= Ziel 1 =
Wie lässt sich der Text zur Van-Eyck-Ausstellung in zwei Sätzen zusammenfassen?
= Ziel 2 =
Setze den Text zur Van-Eyck-Ausstellung nach seinem letzten Satz fort.

= Quelle =
19.02.2024

Ausstellungen

Jan van Eyck – Komm ins Bild!

Jan van Eyck, Die Madonna in der Kirche, um 1437/40, © Staatliche Museen zu Berlin, Gemäldegalerie / Christoph Schmidt
Jan van Eyck, Die Madonna in der Kirche, um 1437/40, © Staatliche Museen zu Berlin, Gemäldegalerie / Christoph Schmidt

Die Ausstellung in der Gemäldegalerie der Staatlichen Museen zu Berlin „Zoom auf van Eyck“ feiert die Nahansicht und neue Erkenntnisse durch kunsttechnologische Untersuchungen im Œuvre des flämischen Künstlers Jan van Eyck. Die Berliner Gemäldegalerie bringt zusammen, was sonst getrennt gezeigt wird: Eine immersive Ausstellungsinstallation, alle Berliner Originalgemälde des niederländischen Malers Jan van Eyck (um 1390/1400-1441) und seines direkten Umfelds sowie eine ausführliche Dokumentation der Restaurierung. Die Aufzählung der drei Themen mag zunächst ein wenig trocken klingen, doch was in der Gemäldegalerie zu sehen ist, ist eine großartige Verbindung. Denn „Zoom auf van Eyck“ dekliniert die Annäherung an das Werk des Niederländers auf drei sehr verschiedene Weisen.


Jan van Eyck – „König unter den Malern“

Der wohl um 1390 in Maaseik geborene Maler gilt als einflussreichster flämischer Künstler des Spätmittelalters. Er war verantwortlich für einen Neuanfang in der europäischen Malerei und sein Œuvre kann als einer der Höhepunkte in der Kunstgeschichte angesehen werden. Aus seinem Werk sind nur wenige Gemälde bekannt, denen sich die Gemäldegalerie der Staatlichen Museen zu Berlin widmet und bei der sie auch mit einer Sensation aufwarten kann.

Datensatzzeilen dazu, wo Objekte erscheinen
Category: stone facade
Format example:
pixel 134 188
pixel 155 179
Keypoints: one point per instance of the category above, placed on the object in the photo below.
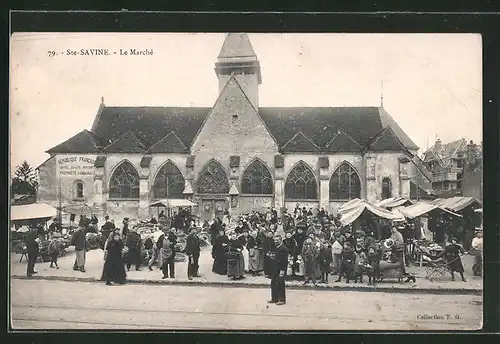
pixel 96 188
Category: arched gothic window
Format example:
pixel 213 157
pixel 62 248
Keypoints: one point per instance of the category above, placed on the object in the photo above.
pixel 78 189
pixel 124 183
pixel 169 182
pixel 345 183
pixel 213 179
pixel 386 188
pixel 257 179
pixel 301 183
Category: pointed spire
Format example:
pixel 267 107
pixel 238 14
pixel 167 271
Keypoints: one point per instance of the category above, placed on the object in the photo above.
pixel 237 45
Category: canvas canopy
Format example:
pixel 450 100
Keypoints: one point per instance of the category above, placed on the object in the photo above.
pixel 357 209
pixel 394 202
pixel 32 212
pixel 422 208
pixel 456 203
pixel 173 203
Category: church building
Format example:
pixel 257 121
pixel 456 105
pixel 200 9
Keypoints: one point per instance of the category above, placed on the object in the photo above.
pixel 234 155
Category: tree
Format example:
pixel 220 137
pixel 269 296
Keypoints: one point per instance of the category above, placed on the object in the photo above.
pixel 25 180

--

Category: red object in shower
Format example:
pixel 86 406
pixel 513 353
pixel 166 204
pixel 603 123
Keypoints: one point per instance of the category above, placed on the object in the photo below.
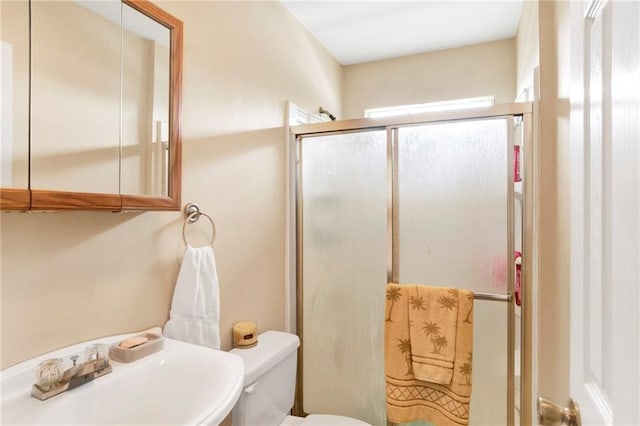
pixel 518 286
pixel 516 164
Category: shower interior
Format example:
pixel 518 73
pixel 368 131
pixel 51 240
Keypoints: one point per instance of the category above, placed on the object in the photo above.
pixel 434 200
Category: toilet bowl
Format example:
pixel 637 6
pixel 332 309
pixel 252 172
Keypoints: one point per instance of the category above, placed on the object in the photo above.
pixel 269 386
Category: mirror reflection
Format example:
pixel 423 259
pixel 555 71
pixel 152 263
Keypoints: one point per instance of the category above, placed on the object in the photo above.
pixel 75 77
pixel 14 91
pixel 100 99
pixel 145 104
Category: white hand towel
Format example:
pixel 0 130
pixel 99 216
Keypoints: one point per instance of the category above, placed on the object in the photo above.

...

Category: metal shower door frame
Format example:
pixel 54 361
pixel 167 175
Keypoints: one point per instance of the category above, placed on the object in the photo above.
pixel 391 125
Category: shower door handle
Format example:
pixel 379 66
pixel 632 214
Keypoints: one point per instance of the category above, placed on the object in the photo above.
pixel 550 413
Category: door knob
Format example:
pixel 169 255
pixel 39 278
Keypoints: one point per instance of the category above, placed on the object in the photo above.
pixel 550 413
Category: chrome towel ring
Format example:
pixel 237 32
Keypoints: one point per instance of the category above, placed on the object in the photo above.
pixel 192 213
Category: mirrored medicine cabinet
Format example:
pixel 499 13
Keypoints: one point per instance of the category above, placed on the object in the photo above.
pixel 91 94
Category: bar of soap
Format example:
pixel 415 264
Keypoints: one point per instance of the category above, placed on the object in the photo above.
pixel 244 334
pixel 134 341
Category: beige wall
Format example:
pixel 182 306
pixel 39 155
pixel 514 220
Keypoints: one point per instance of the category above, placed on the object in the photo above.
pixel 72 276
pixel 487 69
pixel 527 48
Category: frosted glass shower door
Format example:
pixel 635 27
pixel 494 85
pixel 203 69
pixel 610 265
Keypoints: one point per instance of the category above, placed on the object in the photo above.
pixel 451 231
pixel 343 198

= Ergebnis der Übung 1 =
Die Ausstellung „Zoom auf van Eyck“ in der Gemäldegalerie der Staatlichen Museen zu Berlin vereint eine immersive Installation, alle Berliner Originalgemälde Jan van Eycks und seines direkten Umfelds sowie eine ausführliche Dokumentation der Restaurierung. Der wohl um 1390 in Maaseik geborene Maler gilt als einflussreichster flämischer Künstler des Spätmittelalters, doch aus seinem Werk sind nur wenige Gemälde bekannt.

= Ergebnis der Übung 2 =
Jan van Eyck, Die Madonna in der Kirche, um 1437/40, © Staatliche Museen zu Berlin, Gemäldegalerie / Christoph Schmidt
Jan van Eyck, Die Madonna in der Kirche, um 1437/40, © Staatliche Museen zu Berlin, Gemäldegalerie / Christoph Schmidt

Herauslösung aus dem Sammlungszusammenhang

Den Anfang bilden die Originale, Werkstattarbeiten und frühen Kopien. Berlin besitzt drei Originalgemälde: das „Bildnis des Baudouin de Lannoy“, die „Madonna in der Kirche“ und das „Bildnis eines Mannes mit rotem Chaperon“, außerdem zwei Werkstattarbeiten („Kreuzigung Christi“ und ein Männerbildnis) sowie vier frühe Kopien nach Jan van Eyck. Somit kann die Gemäldegalerie auf einen äußerst reichen Bestand an Arbeit des Künstlers zurückgreifen. Der „Zoom“ ist im doppelten Sinn zu verstehen. Einerseits zeigt die Gemäldegalerie ihre van-Eyck-Schätze herausgelöst aus dem üblichen Sammlungszusammenhang und andererseits können die Besucher den Bildern näherkommen als sonst üblich. Denn Mitkuratorin und Restauratorin Sandra Stelzig hatte die Idee, den Besuchern Lupen zur Verfügung zu stellen, mit denen sie die Gemälde studieren können.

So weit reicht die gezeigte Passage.